Provided material.

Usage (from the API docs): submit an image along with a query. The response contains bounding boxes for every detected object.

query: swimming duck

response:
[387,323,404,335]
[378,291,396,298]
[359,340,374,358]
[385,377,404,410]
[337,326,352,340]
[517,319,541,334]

The problem.
Rewrite every line of the records above as a numbered list, omitting the blank lines.

Reply to the task.
1. Usage (from the API docs): submit an image along with a query. The response contains bounding boxes for every detected object.
2. query: swimming duck
3. response:
4. [387,323,404,335]
5. [378,291,396,298]
6. [359,340,374,358]
7. [385,377,404,410]
8. [337,326,352,340]
9. [517,319,541,334]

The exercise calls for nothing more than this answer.